----- Fragmento propuesto

Quienes son asiduos a este blog saben que no suelo escribir
sobre televisión. Llevo varios años limpio de esa popular máquina que escupe
mentiras y verdades maquilladas. Mis dos accesos a las realidades colectivas
provienen de internet y de la radio, y de los documentos testimoniales que a
veces acreditan algo de rigor metodológico. Aunque para ser sincero, le doy más
credibilidad a lo que escucho en una cafetería que lo que se dice en Caracol radio o en RCN—soy un aficionado
a escuchar conversaciones ajenas—Extraño la visión romántica de la honestidad y
la verdad, ideales con los que crecí y desde los cuales me construí una
complicada ética personal que luego tuve que traicionar. Con el tiempo llegué a
la conclusión de que la verdad nunca existió en la historia, y que ninguna versión
documentada o crónica fue objetiva o intentó serlo hasta tiempo después del
inicio de la comunicación como oficio profesional.

----------

* Consigna escrita:
Enumera todos los medios de comunicación que se mencionan en el fragmento propuesto, incluidas las emisoras que aparecen con su nombre propio.

----- Material extraído

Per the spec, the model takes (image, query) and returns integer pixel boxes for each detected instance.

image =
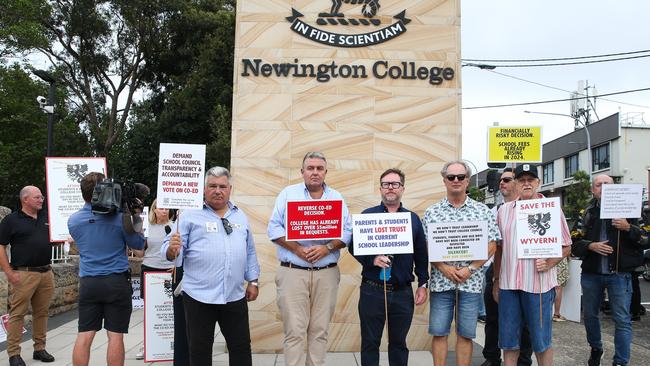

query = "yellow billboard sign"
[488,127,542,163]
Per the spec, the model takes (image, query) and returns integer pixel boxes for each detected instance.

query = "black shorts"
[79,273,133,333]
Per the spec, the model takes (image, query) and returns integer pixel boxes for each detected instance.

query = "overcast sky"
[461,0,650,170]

----------
----- Material extraído

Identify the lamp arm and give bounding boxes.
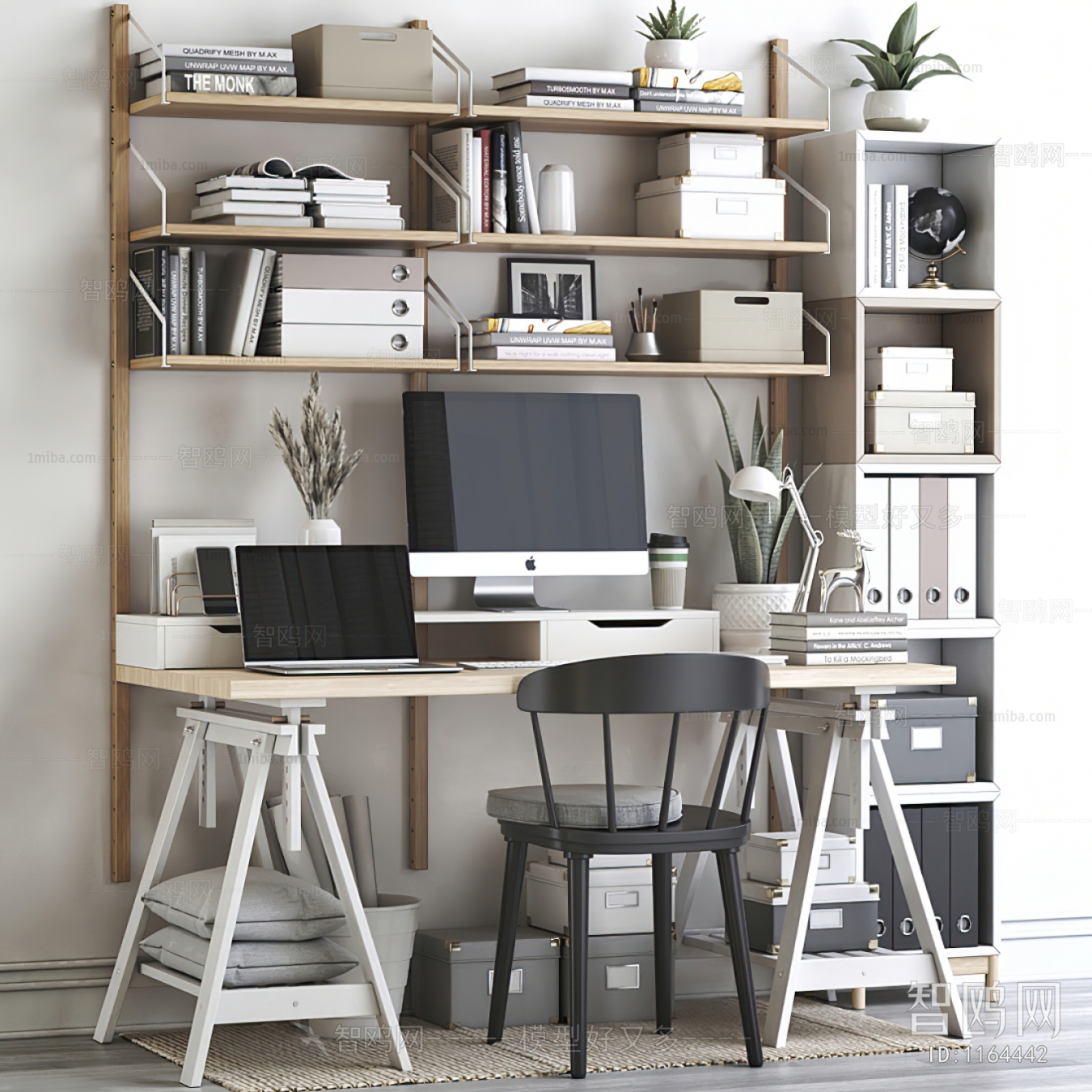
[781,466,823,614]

----------

* Solución propuesta:
- La televisión
- Internet
- La radio
- Caracol radio
- RCN